(PASSAGE SHOWN)

2.4. Mediastinal masses

Compression of the intrathoracic trachea or bronchi can also occur due to the presence of a mediastinal mass. A high-grade partial obstruction will result in air-trapping during exhalation with an over distended pulmonary lobe, whereas complete obstruction produces atelectasis. Compressive symptoms typically consist of tachypnea, wheezing, stridor, and cough. Teratomas of the anterior mediastinum are the most common cause in newborns [8]. These typically benign lesions can cause life-threatening respiratory distress requiring urgent surgical excision. The presence of calcifications on imaging studies is diagnostic for mediastinal teratoma. Additionally, lymphatic malformations can occasionally be located in the mediastinum (5%) and cause mass effect with compressive symptoms.

(End PASSAGE SHOWN)

CHECK YOUR UNDERSTANDING>
1/ In the passage on mediastinal masses, switch "atelectasis" to "lung collapse" and write out the part starting at "Compression of the" and ending at "with compressive symptoms.".
2/ According to the passage on mediastinal masses, what imaging finding is diagnostic for mediastinal teratoma?
The lines that come next are separate material.

(EXTRACTED RECORDS)

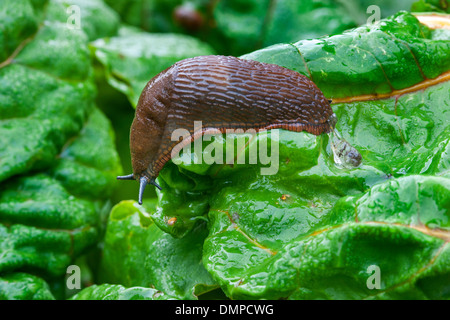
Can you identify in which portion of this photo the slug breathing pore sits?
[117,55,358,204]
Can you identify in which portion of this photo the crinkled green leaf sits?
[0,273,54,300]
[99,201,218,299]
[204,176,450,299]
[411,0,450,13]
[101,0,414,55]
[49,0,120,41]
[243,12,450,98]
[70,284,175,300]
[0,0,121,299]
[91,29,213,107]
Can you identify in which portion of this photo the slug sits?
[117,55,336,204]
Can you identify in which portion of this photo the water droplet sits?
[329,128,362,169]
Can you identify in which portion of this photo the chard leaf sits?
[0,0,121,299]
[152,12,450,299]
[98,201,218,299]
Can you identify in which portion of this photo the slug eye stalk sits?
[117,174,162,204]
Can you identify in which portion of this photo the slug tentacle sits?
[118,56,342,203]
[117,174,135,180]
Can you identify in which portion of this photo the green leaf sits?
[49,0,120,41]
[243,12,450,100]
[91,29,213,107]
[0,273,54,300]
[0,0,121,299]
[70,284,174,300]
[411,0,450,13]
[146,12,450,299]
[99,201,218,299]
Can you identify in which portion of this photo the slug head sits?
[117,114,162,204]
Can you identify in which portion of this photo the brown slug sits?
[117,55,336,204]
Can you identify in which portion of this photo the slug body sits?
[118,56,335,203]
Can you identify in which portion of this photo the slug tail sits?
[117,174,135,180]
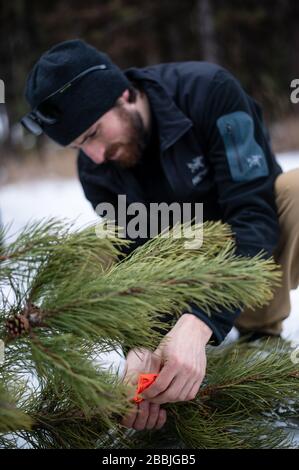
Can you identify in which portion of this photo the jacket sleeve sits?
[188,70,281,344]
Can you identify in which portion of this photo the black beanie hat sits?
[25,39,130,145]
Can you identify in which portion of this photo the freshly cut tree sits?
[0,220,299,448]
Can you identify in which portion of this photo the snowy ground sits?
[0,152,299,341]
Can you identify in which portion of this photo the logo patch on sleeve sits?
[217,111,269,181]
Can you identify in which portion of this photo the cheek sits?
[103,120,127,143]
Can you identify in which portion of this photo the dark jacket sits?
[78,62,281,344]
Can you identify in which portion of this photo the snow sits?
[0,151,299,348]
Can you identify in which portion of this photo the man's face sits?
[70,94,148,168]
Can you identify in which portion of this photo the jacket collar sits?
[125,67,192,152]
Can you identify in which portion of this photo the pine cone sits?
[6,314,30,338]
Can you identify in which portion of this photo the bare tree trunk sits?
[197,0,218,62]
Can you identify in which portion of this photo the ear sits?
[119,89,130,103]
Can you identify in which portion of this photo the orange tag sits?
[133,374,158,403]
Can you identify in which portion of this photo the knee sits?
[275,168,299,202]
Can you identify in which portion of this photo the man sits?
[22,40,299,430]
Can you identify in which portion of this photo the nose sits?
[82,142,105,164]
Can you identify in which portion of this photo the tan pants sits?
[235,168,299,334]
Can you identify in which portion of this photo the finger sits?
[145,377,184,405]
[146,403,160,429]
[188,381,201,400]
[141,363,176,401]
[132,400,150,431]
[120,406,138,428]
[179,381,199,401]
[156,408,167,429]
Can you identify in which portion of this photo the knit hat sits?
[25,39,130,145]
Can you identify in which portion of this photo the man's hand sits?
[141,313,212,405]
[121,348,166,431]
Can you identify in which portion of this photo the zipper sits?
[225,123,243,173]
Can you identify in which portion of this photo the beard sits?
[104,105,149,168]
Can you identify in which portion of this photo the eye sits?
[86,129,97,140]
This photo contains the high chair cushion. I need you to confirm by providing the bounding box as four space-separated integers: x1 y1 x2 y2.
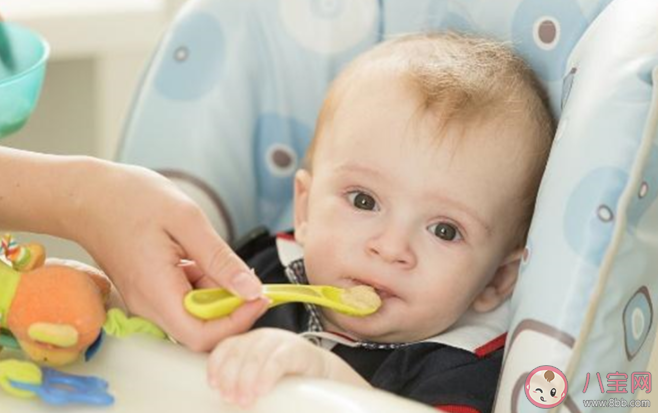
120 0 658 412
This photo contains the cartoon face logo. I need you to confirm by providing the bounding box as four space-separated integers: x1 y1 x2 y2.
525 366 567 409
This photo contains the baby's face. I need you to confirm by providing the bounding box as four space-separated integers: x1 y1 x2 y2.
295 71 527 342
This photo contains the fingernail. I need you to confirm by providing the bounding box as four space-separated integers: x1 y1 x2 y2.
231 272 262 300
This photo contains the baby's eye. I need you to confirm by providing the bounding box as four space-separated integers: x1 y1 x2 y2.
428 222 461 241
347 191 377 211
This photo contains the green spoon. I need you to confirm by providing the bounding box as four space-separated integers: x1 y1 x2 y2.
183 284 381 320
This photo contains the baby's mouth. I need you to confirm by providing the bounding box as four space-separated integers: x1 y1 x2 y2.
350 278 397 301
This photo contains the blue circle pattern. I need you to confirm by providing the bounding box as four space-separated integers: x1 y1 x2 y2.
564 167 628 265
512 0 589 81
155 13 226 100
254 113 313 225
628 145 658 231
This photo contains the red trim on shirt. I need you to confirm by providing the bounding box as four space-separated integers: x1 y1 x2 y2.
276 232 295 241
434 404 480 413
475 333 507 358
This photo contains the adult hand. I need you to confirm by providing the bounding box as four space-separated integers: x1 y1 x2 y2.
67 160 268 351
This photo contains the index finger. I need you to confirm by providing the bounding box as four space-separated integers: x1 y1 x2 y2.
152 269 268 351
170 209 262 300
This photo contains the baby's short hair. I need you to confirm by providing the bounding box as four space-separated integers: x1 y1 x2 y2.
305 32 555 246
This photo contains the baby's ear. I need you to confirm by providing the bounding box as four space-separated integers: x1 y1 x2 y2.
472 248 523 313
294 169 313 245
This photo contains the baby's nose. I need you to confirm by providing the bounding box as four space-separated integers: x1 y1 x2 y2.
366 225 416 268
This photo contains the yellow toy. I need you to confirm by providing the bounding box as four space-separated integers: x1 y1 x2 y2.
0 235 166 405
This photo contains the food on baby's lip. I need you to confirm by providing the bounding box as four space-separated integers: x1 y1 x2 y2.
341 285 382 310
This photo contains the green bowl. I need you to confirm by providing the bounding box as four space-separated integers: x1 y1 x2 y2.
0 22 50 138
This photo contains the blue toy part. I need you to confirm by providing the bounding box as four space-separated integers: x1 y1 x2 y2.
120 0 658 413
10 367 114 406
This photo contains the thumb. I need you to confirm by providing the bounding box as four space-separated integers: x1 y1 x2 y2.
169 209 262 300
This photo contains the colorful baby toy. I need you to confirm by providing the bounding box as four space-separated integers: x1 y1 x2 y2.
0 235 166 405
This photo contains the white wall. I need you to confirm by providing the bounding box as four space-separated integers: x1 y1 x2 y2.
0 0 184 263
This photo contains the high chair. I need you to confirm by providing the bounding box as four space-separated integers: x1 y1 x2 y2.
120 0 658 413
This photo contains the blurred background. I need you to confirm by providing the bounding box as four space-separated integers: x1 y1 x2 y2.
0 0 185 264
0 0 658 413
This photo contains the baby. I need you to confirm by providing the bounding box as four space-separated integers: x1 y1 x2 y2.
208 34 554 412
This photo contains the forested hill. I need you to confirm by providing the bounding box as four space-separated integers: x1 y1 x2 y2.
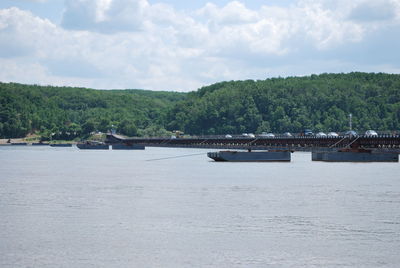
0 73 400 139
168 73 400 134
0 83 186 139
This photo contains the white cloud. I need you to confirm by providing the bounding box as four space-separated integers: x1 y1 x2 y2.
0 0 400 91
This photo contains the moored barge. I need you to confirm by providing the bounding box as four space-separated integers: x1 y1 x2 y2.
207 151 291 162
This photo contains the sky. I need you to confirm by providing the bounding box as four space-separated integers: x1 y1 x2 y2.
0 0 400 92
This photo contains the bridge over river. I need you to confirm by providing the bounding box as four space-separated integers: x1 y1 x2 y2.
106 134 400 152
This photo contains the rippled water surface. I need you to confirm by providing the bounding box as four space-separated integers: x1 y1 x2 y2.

(End EXTRACTED RECORDS)

RESULTS>
1/
Compression of the intrathoracic trachea or bronchi can also occur due to the presence of a mediastinal mass. A high-grade partial obstruction will result in air-trapping during exhalation with an over distended pulmonary lobe, whereas complete obstruction produces lung collapse. Compressive symptoms typically consist of tachypnea, wheezing, stridor, and cough. Teratomas of the anterior mediastinum are the most common cause in newborns [8]. These typically benign lesions can cause life-threatening respiratory distress requiring urgent surgical excision. The presence of calcifications on imaging studies is diagnostic for mediastinal teratoma. Additionally, lymphatic malformations can occasionally be located in the mediastinum (5%) and cause mass effect with compressive symptoms.

2/ The presence of calcifications.